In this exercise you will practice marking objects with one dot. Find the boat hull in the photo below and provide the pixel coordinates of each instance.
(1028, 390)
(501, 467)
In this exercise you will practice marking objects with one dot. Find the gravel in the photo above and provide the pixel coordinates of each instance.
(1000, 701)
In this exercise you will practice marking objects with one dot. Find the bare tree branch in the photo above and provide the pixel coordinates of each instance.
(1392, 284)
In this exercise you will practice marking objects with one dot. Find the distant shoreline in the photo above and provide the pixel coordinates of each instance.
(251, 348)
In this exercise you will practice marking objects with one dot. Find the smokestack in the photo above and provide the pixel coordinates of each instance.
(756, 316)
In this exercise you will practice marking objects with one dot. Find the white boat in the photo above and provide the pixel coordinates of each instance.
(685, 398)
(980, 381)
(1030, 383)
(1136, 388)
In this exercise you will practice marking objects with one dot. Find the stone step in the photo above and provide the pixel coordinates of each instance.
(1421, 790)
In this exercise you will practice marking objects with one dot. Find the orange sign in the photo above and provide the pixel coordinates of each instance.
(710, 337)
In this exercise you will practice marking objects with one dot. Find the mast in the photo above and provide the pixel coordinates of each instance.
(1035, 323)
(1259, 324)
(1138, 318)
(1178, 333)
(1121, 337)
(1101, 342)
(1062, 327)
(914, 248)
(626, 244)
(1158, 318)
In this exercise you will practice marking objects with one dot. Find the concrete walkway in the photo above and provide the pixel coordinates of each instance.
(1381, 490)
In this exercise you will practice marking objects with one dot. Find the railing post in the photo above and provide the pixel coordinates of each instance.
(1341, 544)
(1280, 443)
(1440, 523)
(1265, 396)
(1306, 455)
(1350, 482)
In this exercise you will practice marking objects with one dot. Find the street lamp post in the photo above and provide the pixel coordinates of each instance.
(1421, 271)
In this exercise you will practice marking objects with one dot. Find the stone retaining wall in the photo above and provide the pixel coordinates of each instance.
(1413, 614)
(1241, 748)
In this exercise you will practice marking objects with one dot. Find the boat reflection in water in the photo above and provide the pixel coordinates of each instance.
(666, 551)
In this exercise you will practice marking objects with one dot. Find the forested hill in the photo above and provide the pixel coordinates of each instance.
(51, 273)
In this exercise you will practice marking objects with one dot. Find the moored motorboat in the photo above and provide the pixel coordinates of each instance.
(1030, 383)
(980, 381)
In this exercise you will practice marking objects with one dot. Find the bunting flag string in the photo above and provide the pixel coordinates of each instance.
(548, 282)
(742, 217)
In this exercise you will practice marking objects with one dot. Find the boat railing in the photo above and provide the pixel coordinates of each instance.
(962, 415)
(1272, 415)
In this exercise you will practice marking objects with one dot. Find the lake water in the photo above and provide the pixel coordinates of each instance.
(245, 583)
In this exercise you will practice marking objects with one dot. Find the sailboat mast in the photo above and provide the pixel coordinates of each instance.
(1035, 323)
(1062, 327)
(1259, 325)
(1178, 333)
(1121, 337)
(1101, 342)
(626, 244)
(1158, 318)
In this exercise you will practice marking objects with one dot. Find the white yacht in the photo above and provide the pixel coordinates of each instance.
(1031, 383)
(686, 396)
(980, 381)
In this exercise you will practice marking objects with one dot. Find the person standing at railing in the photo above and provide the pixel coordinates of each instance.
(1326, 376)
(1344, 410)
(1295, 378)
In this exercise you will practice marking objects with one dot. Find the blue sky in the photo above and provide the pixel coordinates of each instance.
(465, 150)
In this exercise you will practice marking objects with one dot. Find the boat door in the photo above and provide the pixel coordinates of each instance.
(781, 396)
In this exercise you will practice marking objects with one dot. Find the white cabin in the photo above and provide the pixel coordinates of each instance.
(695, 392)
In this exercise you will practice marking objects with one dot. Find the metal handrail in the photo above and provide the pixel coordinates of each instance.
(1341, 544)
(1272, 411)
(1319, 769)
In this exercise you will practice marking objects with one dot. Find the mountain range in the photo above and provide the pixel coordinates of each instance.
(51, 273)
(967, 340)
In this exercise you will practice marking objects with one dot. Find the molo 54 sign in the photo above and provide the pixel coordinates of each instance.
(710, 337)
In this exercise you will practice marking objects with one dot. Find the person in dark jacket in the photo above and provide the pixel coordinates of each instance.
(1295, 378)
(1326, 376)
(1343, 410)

******************************

Print the lines unchanged, starting at the line that contains "the white boat" and ending at the line that contains "(1350, 482)", with both of those lines included.

In this exercise you will practice marking objects with one dot. Find the white boat in the photo above and provide the pixel coordinates of each instance.
(685, 398)
(980, 381)
(1030, 383)
(1136, 388)
In this exercise you will practice marking objects with one dot. Find the stone step in the photo above and provide the pixel coordinates of each instance.
(1421, 790)
In this exercise you will practice marking objects with one dot. Find the orange sign in the photo above and provide the pixel coordinates of each instance.
(710, 337)
In this exercise you will practice marking objects with one dot. Find the mast in the photo above and provide the pixel coordinates of each instance.
(1035, 323)
(1259, 324)
(1138, 318)
(1178, 333)
(1121, 337)
(1101, 342)
(1062, 327)
(914, 248)
(626, 244)
(1158, 318)
In this exercise you will practice marking objects with one dot. Find the concrete walkway in the photo above and provide the pixel coordinates of each instance.
(1381, 490)
In this exercise you will practice marking objects with one dot. Find the railing post in the photo above and provide the pixel coordinates of each instance.
(1341, 544)
(1280, 443)
(1440, 523)
(1265, 396)
(1306, 455)
(1350, 482)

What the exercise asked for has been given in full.